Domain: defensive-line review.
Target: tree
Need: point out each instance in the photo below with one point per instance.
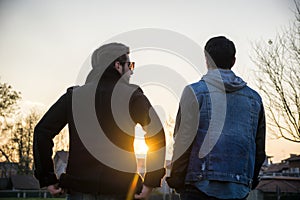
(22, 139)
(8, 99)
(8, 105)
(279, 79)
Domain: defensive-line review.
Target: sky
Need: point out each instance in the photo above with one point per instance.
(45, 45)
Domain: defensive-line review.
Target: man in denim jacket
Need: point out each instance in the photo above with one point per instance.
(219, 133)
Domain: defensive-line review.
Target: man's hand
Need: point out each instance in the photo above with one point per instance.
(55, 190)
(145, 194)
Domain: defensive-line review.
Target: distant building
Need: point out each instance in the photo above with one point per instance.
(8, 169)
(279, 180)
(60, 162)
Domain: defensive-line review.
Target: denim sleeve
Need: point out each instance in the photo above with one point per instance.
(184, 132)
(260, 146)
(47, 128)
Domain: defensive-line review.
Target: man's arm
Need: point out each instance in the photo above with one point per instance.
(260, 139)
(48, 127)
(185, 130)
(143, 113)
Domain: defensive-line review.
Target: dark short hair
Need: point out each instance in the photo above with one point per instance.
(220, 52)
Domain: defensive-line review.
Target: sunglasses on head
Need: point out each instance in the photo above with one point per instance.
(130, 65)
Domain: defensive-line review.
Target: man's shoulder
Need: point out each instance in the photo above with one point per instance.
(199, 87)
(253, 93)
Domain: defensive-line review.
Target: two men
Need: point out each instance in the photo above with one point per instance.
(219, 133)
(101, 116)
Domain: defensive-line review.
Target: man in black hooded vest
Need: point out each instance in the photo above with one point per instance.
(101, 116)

==============================

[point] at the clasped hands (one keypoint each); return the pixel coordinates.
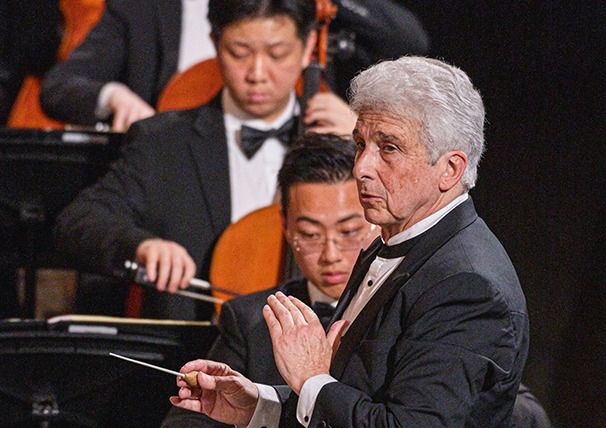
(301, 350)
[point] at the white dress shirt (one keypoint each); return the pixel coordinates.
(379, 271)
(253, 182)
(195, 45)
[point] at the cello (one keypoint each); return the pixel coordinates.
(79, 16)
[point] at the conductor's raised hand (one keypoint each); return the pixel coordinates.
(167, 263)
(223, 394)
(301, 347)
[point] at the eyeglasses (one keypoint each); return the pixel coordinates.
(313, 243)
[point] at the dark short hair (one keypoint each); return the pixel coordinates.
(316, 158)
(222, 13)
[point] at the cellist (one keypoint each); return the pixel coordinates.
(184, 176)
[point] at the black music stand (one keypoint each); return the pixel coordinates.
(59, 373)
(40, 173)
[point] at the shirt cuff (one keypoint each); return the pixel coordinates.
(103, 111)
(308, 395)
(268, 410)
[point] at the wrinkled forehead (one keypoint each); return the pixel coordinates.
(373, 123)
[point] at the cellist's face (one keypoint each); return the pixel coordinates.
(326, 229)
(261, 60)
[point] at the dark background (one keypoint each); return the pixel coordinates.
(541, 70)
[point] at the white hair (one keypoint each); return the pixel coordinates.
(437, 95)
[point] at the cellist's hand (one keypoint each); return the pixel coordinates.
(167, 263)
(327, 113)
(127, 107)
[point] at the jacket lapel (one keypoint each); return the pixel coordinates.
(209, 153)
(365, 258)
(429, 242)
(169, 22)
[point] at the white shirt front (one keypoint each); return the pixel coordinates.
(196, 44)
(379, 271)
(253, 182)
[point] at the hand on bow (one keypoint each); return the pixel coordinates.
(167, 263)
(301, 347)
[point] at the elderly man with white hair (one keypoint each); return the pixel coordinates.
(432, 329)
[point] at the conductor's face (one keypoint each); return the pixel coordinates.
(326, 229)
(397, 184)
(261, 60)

==============================

Go through the entries above and pull out each line with "Target" in it.

Solution to the problem:
Target: tree
Target: sky
Target: man in denim jacket
Target: man's hand
Target: distant building
Target: denim sleeve
Target: man's arm
Target: dark short hair
Target: sunglasses on head
Target: man's shoulder
Target: two men
Target: man in black hooded vest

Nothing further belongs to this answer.